TAREFA: Transcreva sem nenhuma alteração o trecho que vai da linha que contém "Where can you see the sky" até a linha que contém "point(733, 374)", com as duas incluídas.
:::
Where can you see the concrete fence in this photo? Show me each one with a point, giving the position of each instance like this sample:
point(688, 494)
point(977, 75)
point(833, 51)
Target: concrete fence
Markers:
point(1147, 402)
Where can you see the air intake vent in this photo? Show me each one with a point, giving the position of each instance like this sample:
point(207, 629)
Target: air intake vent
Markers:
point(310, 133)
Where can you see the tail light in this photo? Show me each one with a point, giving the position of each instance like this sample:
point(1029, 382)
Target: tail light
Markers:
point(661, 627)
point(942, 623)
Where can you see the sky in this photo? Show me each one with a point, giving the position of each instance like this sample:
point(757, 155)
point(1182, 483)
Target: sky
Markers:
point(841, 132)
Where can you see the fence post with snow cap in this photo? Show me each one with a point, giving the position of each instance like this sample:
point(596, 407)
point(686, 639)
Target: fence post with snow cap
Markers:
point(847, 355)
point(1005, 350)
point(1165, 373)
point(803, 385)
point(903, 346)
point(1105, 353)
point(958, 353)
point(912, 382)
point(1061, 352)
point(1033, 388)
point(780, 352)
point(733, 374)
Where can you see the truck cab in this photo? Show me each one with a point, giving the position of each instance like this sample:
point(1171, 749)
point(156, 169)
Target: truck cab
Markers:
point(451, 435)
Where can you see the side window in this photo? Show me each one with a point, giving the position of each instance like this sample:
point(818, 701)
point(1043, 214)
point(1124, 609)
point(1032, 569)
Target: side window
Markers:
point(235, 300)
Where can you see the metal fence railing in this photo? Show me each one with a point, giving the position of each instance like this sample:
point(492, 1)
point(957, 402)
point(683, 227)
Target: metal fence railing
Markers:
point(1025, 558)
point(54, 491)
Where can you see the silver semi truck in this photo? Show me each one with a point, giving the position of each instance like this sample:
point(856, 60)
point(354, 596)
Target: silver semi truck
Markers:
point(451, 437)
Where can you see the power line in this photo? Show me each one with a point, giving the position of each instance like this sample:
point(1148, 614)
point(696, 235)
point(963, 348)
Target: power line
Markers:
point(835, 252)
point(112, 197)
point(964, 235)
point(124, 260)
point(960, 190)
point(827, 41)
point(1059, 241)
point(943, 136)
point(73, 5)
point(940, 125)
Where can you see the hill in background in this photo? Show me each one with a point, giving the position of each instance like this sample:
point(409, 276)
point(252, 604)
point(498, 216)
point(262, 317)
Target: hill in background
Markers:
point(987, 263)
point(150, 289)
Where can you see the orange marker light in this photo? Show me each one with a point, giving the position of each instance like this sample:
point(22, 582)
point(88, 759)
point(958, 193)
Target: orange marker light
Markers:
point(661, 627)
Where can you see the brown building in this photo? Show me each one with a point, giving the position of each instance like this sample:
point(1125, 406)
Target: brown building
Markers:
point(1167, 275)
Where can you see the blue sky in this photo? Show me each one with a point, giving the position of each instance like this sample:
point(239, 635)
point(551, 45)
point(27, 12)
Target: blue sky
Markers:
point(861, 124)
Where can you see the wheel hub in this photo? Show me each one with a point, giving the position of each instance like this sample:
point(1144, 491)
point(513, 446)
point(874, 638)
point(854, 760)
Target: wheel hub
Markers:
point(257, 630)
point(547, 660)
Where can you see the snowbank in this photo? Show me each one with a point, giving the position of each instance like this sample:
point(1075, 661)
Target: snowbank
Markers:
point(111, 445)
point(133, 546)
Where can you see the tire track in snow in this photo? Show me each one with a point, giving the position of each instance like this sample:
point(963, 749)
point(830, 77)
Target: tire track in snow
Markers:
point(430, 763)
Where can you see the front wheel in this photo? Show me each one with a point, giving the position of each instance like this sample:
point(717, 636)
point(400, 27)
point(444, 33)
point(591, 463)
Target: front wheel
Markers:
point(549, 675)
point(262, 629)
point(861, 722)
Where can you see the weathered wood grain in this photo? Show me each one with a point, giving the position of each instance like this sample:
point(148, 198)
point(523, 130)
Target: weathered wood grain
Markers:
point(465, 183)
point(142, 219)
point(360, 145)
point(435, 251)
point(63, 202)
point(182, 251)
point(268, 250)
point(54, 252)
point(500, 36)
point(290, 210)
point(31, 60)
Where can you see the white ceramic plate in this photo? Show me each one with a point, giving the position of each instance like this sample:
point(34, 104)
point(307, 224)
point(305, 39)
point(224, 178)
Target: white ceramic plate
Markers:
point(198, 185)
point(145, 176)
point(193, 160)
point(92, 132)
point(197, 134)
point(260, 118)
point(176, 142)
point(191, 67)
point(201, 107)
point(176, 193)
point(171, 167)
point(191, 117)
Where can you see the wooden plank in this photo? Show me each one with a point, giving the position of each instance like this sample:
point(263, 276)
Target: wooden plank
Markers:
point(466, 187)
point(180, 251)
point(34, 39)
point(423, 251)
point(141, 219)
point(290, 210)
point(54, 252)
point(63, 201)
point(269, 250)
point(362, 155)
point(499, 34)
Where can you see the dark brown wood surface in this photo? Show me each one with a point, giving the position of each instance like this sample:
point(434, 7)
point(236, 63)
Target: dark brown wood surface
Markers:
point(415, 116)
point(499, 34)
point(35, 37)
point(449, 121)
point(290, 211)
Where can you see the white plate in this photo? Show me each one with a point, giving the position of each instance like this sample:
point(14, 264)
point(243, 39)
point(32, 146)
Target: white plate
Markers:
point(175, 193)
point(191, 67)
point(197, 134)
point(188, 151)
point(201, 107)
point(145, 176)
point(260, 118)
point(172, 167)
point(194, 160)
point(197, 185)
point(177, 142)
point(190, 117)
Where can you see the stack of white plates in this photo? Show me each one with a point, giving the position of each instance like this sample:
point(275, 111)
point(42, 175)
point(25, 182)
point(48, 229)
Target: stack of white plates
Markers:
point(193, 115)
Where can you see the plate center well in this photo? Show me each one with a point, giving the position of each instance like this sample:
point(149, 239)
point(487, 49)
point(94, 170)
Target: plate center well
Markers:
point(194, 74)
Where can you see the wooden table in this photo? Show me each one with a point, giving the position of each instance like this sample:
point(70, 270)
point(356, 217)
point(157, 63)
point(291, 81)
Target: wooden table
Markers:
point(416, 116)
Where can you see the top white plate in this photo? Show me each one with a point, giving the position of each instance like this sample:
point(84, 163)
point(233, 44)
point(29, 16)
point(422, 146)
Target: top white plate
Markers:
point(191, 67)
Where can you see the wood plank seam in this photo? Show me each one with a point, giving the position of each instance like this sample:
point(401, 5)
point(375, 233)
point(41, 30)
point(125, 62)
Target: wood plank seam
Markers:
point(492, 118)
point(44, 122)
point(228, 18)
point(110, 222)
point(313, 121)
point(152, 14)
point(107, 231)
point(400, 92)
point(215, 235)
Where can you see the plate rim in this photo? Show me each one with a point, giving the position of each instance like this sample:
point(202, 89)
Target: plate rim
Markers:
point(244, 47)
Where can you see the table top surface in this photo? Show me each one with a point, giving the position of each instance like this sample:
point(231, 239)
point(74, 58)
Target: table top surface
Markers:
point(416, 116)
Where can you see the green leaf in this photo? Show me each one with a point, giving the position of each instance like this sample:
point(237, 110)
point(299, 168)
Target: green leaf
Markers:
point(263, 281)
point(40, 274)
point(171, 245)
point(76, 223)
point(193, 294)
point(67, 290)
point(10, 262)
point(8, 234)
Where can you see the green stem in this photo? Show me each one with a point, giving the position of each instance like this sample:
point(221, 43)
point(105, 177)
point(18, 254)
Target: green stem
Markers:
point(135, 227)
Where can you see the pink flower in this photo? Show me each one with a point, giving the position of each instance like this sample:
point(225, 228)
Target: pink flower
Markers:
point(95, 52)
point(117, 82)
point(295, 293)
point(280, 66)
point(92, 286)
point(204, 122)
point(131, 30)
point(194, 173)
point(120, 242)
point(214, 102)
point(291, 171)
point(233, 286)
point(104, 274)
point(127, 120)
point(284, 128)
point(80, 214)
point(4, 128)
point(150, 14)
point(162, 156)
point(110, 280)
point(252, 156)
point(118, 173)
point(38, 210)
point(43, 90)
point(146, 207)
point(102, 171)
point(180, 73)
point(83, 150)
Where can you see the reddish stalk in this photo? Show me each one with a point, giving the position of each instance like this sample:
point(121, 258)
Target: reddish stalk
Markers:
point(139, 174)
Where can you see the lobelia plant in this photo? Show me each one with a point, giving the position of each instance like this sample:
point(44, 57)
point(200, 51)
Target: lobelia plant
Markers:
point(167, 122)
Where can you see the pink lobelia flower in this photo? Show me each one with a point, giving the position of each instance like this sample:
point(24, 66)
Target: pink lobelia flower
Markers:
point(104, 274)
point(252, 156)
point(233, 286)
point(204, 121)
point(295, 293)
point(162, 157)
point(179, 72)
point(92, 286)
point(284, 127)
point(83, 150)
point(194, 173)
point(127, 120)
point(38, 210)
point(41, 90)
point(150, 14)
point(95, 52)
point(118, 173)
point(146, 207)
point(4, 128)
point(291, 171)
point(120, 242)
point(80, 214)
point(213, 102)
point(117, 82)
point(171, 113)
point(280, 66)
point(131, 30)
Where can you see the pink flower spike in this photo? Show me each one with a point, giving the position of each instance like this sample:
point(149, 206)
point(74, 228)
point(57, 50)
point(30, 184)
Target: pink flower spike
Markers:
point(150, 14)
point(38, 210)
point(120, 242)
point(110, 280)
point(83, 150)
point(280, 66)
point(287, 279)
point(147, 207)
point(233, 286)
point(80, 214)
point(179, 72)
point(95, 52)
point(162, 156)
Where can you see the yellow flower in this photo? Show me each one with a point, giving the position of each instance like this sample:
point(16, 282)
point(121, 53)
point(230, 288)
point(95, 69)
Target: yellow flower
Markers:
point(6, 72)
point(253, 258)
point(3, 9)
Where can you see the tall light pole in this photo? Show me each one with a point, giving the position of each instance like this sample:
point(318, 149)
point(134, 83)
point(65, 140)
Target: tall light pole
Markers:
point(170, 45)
:::
EXERCÍCIO RESOLVIDO:
Where can you see the sky in this photo? Show me each one with a point, giving the position of each instance like this sample:
point(757, 155)
point(1182, 483)
Target: sky
Markers:
point(841, 132)
Where can you see the fence post with snow cap in this photo? Show me each one with a point, giving the position of each instance like this sample:
point(596, 407)
point(686, 639)
Target: fence post with snow cap
Markers:
point(847, 355)
point(1005, 350)
point(1165, 373)
point(803, 385)
point(903, 346)
point(1105, 353)
point(958, 353)
point(912, 382)
point(1061, 352)
point(1033, 388)
point(780, 352)
point(733, 374)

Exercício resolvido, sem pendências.